Your answer must be an exact copy of the entries, containing no images.

Referring expression data:
━━━━━━━━━━

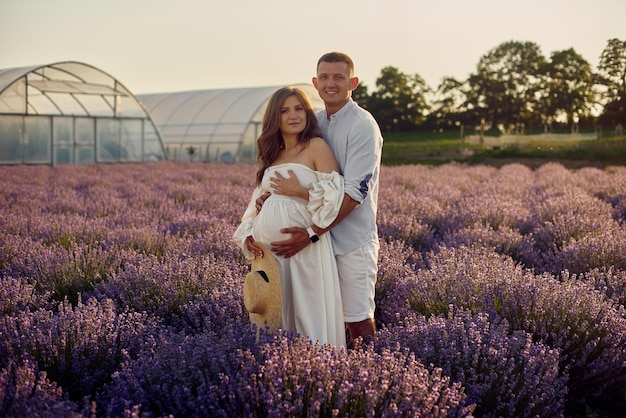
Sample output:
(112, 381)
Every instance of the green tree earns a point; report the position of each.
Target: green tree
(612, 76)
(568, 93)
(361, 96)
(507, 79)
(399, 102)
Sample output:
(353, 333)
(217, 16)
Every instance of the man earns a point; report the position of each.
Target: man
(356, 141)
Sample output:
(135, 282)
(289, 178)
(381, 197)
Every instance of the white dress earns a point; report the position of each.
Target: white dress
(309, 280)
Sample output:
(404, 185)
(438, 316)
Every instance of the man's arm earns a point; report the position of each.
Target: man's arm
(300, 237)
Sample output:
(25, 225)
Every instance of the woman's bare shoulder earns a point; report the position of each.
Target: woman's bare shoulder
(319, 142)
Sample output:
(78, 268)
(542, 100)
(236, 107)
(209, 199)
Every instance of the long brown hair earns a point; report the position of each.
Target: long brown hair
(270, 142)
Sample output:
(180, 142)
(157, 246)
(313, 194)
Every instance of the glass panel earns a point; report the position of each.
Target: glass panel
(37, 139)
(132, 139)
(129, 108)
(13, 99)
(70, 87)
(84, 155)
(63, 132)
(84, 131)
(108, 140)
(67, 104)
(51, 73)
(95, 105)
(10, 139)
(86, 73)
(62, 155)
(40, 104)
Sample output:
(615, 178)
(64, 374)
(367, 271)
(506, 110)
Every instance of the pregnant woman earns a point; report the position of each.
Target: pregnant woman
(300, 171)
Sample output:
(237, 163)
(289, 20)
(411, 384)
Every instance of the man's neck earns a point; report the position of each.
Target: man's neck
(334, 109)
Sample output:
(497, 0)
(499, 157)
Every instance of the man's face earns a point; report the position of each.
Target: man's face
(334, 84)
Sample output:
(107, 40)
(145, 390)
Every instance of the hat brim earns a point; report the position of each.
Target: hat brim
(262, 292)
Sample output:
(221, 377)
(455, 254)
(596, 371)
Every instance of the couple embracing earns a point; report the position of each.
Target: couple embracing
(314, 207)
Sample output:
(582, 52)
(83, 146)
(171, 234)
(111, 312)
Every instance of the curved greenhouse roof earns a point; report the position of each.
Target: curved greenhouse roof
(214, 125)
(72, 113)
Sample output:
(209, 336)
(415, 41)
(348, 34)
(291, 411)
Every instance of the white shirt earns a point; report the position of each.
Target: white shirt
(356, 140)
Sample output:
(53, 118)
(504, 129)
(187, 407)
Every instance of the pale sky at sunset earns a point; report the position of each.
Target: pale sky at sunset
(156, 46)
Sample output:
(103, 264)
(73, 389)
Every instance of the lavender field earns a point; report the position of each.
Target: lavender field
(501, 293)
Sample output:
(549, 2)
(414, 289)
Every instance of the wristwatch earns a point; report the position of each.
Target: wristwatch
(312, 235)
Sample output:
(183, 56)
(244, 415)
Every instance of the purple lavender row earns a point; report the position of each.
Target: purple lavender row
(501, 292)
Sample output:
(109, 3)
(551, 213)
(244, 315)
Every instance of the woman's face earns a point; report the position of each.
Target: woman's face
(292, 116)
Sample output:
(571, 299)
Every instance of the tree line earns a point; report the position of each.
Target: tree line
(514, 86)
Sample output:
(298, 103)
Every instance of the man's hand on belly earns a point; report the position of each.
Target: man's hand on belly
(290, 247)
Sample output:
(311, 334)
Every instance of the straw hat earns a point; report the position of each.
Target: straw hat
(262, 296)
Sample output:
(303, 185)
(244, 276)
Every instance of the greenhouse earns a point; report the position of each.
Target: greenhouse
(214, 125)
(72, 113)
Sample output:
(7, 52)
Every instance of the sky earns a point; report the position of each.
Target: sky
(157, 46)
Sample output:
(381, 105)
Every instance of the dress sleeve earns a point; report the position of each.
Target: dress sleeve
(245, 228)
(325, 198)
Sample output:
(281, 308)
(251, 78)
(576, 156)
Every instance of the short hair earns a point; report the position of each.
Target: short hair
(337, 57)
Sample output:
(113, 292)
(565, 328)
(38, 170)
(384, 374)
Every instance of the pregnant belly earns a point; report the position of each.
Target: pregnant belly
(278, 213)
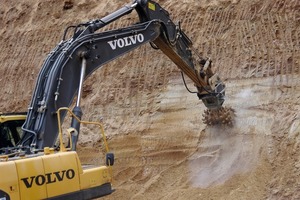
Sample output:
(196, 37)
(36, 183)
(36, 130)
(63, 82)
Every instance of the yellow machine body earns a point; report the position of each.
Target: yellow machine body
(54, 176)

━━━━━━━━━━

» Reply to the task:
Sample output:
(112, 381)
Every instance of the green tree earns a point; report the position of each.
Target: green tree
(612, 76)
(568, 93)
(361, 96)
(507, 79)
(399, 102)
Sample output:
(353, 333)
(217, 16)
Every instance of the man earns a point; report the position of each.
Target: man
(356, 141)
Sample output:
(135, 282)
(289, 178)
(381, 197)
Every instance of the white dress earns a point; report the position of each.
Target: white dress
(309, 280)
Sample output:
(404, 185)
(438, 316)
Every instance of the man's arm earns a point; report the position of each.
Target: man's arm
(300, 237)
Sample output:
(25, 225)
Every instance of the woman's bare shoulder earns a point; report the position of each.
Target: woman's bare shoulder
(319, 142)
Sample output:
(78, 268)
(542, 100)
(236, 107)
(209, 199)
Every instance of the long brown hair earns a point; report the position of each.
Target: long brown hair
(270, 142)
Sample output:
(180, 142)
(157, 246)
(313, 194)
Every instance of the glass panel earns a point; report the position of each.
Target: glass panel
(37, 139)
(132, 139)
(129, 108)
(13, 99)
(70, 87)
(84, 155)
(63, 132)
(84, 131)
(108, 140)
(67, 104)
(51, 73)
(95, 105)
(10, 139)
(86, 73)
(62, 155)
(40, 104)
Sample output:
(615, 178)
(64, 374)
(367, 271)
(506, 110)
Every instance of the pregnant woman earns a point; report the position of each.
Target: pregnant woman
(300, 171)
Sample output:
(237, 163)
(289, 20)
(411, 384)
Every instance of the man's neck earns a point; report the position of each.
Target: man's neck
(334, 109)
Sample output:
(497, 0)
(499, 157)
Every instance of the man's face earns a point; report the position of each.
Target: man's face
(334, 84)
Sample output:
(107, 40)
(145, 390)
Every instance of the hat brim earns a point; report the position of each.
Target: hat brim
(262, 292)
Sample output:
(221, 377)
(455, 254)
(596, 371)
Every instance of the couple embracing earns a point; report the position of each.
Target: couple embracing
(314, 207)
Sample output:
(582, 52)
(83, 146)
(171, 234)
(111, 312)
Every instance of the curved greenhouse roof earns a point; report the position of each.
Target: curved greenhouse roof
(214, 125)
(72, 113)
Sample output:
(209, 336)
(415, 41)
(348, 34)
(291, 411)
Every instance of the white shirt earns a point; report the position of each.
Target: white shirt
(356, 140)
Sample output:
(53, 118)
(504, 129)
(187, 407)
Every instance of the pale sky at sunset earns a point; report the position of each.
Target: pale sky at sunset
(156, 46)
Sample output:
(103, 264)
(73, 389)
Every instance of the lavender field earns a point; report the position of each.
Target: lavender field
(501, 293)
Sample output:
(549, 2)
(414, 289)
Every instance of the wristwatch earns a point; report the position of each.
Target: wristwatch
(312, 235)
Sample output:
(183, 56)
(244, 415)
Every instance of the purple lavender row earns a point; report the position of each.
Target: purple lavender row
(501, 292)
Sample output:
(109, 3)
(551, 213)
(244, 315)
Every instance of the woman's face earns a point; report the position of each.
Target: woman's face
(292, 116)
Sample output:
(571, 299)
Every instance of the tree line earns a point; report the position of each.
Target: tree line
(514, 86)
Sample output:
(298, 103)
Every instance of the man's hand on belly earns a point; report the position of each.
Target: man's hand on belly
(290, 247)
Sample output:
(311, 334)
Every instance of the straw hat earns a point; report the position of each.
Target: straw hat
(262, 296)
Sample output:
(303, 185)
(244, 276)
Every instance of the greenhouse earns a point; report the position of each.
Target: greenhouse
(214, 125)
(72, 113)
Sample output:
(7, 52)
Every instance of the sky earns a point; report the position of each.
Target: sky
(157, 46)
Sample output:
(381, 105)
Every instance of the dress sleeve earns a point; report the position of each.
Target: dress sleeve
(245, 228)
(325, 198)
Sample output:
(281, 308)
(251, 78)
(576, 156)
Every instance of the short hair earns a point; report the position of each.
Target: short hair
(337, 57)
Sample output:
(113, 292)
(565, 328)
(38, 170)
(384, 374)
Every instance of the pregnant belly earns a point; report the position of each.
Target: pregnant belly
(278, 213)
Sample output:
(196, 37)
(36, 183)
(36, 130)
(63, 82)
Every instance of the yellow machine body earns a point; report the position of each.
Target: yellow machine body
(54, 176)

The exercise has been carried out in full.